What is being asked: Please reproduce, exactly and with nothing added, the lines of the material below that run from the one containing "Task: locate the bare" to the end.
[[ Information supplied, beginning ]]
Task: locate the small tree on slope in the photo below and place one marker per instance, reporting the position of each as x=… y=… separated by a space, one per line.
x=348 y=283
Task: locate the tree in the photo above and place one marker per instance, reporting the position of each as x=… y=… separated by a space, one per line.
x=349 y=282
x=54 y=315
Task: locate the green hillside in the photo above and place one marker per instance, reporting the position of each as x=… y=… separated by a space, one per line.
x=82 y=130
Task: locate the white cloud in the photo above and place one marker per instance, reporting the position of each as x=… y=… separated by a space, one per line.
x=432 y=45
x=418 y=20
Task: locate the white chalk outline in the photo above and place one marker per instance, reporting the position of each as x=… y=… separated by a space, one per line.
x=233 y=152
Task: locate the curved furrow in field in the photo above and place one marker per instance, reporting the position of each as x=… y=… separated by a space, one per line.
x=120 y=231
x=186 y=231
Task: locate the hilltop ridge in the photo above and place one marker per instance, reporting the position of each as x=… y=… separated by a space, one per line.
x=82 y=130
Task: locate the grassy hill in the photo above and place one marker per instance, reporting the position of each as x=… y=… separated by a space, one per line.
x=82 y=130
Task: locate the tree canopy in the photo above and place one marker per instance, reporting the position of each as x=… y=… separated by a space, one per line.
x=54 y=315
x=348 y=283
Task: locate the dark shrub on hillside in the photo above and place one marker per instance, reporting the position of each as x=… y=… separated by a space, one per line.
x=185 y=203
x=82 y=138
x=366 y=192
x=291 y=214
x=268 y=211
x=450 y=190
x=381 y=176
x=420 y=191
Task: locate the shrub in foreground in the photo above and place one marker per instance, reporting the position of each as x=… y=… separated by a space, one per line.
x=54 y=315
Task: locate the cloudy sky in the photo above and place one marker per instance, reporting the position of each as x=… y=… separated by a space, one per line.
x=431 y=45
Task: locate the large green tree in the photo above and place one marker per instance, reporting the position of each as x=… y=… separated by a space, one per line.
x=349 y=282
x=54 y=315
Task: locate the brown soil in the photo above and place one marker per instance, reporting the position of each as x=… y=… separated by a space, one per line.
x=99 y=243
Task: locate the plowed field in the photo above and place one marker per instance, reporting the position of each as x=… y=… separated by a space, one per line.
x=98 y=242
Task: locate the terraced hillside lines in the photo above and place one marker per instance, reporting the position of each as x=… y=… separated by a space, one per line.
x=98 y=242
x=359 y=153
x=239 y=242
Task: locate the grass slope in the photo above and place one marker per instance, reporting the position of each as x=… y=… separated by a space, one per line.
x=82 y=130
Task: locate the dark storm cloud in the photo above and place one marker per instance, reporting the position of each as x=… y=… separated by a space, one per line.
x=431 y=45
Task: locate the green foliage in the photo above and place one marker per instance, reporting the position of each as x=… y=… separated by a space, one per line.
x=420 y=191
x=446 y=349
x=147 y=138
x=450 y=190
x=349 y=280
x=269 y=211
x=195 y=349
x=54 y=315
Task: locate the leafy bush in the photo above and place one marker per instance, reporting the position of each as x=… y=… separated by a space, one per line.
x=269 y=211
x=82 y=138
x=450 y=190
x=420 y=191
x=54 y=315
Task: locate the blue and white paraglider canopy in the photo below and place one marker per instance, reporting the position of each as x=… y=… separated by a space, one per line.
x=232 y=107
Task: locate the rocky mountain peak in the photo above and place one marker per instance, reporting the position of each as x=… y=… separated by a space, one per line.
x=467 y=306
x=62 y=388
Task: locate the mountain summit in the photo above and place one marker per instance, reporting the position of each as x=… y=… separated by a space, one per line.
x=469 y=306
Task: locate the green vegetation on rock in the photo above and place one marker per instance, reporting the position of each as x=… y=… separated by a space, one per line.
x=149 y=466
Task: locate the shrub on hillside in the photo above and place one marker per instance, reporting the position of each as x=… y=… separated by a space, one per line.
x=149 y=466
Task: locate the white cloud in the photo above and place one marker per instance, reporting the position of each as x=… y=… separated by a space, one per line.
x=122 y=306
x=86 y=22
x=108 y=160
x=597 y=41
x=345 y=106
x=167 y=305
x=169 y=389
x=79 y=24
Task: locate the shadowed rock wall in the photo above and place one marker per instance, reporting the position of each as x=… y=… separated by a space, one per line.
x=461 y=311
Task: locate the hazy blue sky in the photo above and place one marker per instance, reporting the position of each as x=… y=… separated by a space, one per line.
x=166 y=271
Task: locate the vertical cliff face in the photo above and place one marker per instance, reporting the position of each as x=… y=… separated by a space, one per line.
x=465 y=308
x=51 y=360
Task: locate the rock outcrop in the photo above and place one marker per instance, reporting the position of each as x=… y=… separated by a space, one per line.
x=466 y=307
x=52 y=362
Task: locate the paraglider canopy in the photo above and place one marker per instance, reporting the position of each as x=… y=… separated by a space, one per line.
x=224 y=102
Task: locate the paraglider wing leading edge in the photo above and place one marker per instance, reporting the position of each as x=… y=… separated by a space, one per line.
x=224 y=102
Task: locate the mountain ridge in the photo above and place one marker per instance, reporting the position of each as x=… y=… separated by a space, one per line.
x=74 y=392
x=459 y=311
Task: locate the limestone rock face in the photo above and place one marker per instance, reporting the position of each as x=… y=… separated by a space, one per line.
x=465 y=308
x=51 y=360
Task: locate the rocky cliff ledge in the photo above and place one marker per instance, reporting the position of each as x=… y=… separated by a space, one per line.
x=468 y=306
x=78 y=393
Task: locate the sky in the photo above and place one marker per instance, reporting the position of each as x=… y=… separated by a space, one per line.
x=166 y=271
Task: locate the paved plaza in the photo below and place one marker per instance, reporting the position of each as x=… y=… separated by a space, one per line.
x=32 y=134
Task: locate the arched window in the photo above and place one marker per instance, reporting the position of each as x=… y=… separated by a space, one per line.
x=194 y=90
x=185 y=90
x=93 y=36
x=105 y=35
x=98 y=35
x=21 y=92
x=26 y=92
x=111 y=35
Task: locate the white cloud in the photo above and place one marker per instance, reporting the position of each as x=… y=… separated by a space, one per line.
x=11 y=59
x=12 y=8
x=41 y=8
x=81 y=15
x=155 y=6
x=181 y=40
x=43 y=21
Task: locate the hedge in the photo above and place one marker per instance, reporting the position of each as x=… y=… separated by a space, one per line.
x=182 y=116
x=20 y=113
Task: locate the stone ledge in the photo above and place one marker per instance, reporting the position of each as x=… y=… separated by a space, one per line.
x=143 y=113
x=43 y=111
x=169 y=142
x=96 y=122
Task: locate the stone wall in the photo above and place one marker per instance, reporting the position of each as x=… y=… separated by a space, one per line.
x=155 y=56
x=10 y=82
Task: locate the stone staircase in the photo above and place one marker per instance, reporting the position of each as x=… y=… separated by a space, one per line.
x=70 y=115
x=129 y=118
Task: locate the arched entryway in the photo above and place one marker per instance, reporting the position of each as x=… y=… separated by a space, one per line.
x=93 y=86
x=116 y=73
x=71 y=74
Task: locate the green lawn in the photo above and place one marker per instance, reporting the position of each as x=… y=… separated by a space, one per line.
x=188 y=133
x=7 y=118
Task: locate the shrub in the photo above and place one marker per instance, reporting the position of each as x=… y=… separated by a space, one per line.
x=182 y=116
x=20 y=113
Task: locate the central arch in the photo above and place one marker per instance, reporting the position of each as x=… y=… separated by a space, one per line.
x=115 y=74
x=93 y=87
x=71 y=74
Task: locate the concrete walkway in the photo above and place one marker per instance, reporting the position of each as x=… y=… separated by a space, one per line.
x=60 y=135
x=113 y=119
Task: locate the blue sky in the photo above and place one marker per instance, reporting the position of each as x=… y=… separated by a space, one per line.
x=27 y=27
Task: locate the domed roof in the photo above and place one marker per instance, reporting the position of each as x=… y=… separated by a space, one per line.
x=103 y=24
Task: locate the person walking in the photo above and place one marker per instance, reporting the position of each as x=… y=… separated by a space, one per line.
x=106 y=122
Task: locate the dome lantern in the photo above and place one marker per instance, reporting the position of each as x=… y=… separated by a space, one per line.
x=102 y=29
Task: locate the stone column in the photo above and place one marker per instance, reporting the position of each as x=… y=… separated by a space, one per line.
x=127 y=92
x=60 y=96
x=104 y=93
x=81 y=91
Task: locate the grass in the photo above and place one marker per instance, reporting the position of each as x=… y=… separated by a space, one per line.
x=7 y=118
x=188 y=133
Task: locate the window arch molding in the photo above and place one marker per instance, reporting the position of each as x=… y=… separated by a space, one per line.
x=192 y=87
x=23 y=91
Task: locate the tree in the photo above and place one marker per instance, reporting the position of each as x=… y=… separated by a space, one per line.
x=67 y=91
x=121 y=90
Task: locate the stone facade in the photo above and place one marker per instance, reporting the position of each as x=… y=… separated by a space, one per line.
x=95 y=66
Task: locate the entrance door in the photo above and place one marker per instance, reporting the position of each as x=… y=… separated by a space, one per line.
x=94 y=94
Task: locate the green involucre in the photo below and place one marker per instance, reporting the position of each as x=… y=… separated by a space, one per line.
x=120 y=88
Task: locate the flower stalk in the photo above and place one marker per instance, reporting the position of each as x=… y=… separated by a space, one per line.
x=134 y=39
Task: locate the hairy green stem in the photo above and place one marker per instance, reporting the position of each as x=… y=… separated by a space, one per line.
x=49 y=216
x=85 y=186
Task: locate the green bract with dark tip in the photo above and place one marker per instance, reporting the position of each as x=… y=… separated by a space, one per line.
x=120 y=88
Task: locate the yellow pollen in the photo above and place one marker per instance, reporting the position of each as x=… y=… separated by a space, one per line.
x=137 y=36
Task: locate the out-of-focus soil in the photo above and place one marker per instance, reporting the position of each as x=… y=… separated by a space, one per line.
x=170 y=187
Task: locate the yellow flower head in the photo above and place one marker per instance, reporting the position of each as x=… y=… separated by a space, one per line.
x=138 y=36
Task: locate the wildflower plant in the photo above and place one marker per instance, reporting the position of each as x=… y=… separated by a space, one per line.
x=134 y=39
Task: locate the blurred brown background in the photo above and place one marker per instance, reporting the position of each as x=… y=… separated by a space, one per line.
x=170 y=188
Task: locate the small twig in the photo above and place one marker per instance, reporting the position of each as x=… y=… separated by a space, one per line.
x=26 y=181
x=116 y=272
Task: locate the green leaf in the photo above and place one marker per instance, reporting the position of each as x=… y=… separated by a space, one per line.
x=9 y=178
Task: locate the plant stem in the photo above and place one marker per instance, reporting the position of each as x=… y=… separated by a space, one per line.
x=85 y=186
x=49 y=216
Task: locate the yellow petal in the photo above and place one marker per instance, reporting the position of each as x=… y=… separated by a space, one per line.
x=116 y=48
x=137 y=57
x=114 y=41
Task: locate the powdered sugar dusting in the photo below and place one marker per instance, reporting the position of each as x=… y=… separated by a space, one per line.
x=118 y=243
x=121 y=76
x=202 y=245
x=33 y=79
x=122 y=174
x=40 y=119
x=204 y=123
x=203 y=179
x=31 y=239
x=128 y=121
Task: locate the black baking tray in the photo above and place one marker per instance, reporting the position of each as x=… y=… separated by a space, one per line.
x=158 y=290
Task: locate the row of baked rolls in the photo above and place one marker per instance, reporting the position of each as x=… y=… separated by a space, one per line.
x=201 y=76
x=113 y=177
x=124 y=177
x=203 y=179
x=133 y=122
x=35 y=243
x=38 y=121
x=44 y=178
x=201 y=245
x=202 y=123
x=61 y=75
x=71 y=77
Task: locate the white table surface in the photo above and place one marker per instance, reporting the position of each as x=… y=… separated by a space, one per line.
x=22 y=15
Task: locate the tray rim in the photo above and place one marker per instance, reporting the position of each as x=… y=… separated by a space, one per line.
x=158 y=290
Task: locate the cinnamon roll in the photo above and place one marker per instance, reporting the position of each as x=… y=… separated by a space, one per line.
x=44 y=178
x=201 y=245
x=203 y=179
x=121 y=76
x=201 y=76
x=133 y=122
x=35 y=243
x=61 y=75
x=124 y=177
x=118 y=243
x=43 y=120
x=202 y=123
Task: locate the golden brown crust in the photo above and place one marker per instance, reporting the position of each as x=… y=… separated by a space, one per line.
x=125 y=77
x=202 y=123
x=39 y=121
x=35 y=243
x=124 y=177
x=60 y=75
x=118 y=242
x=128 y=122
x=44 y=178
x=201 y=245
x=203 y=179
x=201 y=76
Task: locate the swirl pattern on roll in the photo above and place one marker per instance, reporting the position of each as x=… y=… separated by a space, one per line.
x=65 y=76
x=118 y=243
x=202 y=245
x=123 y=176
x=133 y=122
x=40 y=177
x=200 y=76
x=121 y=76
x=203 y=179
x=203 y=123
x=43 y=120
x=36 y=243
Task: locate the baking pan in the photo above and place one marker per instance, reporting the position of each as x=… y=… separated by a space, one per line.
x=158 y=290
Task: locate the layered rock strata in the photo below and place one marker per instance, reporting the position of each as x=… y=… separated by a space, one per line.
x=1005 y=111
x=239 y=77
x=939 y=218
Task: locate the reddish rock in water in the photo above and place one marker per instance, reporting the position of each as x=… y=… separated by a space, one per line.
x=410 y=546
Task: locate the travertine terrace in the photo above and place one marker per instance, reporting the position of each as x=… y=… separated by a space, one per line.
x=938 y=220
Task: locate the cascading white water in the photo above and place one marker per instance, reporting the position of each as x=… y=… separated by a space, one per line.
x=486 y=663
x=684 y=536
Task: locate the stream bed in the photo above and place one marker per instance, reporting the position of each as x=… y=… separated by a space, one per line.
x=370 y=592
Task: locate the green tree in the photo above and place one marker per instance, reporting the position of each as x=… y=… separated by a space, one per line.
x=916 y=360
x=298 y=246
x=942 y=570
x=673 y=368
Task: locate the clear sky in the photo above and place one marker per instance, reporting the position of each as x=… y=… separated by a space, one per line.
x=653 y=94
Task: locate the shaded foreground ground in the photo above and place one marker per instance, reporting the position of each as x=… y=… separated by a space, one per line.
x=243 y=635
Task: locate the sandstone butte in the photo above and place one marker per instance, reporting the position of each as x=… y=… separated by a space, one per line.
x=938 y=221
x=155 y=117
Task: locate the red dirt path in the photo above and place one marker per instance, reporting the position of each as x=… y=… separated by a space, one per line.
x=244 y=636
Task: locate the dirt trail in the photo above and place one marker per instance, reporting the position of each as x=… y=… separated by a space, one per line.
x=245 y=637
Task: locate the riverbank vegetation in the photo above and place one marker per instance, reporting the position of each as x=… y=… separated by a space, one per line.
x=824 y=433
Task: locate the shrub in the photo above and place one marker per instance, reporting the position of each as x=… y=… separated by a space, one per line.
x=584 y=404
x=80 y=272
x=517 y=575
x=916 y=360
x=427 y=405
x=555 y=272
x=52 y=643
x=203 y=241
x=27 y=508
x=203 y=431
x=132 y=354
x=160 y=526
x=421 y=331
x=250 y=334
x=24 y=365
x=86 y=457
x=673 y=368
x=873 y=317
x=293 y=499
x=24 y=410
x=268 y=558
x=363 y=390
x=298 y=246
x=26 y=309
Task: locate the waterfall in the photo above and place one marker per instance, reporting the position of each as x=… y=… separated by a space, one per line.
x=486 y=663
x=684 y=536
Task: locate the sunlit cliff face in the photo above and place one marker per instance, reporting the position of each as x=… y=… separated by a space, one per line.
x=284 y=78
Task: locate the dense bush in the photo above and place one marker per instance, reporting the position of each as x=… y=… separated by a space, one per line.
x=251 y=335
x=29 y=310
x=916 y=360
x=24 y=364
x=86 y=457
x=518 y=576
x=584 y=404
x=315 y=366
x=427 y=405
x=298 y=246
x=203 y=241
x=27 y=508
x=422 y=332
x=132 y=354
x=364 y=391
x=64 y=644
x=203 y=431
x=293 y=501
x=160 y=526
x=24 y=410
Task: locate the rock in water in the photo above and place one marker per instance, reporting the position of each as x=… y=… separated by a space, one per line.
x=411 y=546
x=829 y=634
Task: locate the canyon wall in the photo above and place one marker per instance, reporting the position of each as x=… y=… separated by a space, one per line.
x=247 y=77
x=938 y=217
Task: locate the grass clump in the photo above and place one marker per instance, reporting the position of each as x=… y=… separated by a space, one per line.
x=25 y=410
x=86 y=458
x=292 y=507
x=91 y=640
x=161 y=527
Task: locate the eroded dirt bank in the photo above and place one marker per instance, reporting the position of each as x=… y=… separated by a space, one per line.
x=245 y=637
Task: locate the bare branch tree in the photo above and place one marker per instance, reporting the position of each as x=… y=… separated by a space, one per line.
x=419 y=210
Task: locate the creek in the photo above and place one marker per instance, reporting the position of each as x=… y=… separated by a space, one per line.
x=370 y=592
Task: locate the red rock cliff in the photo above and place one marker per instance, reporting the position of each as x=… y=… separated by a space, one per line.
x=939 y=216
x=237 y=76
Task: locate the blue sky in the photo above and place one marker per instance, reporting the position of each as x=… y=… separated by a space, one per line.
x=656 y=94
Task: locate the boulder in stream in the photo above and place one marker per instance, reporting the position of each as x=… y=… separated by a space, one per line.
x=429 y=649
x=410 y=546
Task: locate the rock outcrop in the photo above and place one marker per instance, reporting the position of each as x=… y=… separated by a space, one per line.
[[ Information supplied, end ]]
Response area:
Task: locate the bare branch tree in the photo above and place one marker per instance, reporting the position of each as x=… y=… separated by a space, one per line.
x=419 y=210
Task: locate the creek in the photo above and place one marker per instance, reporting the position of each as x=… y=… separated by a space, one per line.
x=370 y=592
Task: locate the red rock cliff in the photo above and place one marker per instance, reporting the position of each as x=… y=… separated by a space, one per line.
x=939 y=216
x=237 y=76
Task: locate the blue sky in the photo above and place one marker per instance, reporting the position of each as x=… y=… separated by a space, one per line.
x=656 y=94
Task: locate the boulder in stream in the photo above and place one marker per instance, reporting the position of each as x=… y=… separated by a space, one per line.
x=429 y=649
x=410 y=546
Task: locate the rock outcrop in the photo above and place one marker per instance, reporting the position of each as x=… y=… separated by a space, one per line.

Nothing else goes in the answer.